**Description of the task**.
Please copy the entries below word for word, leaving out any image.

Collected data
☆ ☆ ☆ ☆ ☆

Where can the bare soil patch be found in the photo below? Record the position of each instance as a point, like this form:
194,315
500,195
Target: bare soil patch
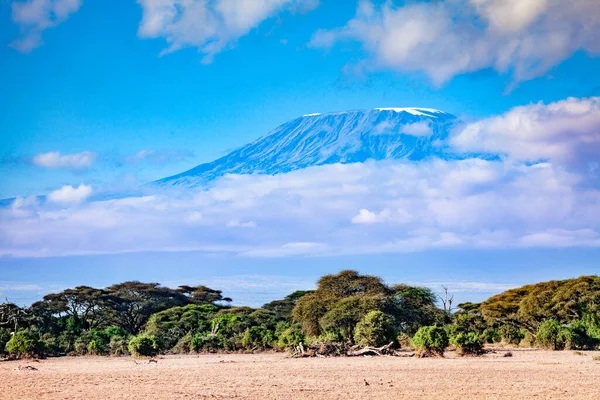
527,374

☆ ☆ ☆ ☆ ☆

**Answer section**.
Where can the bare soil patch be found in the photo below? Record the position of each instance as a point, like this form:
194,315
500,195
Target: bare soil patch
527,374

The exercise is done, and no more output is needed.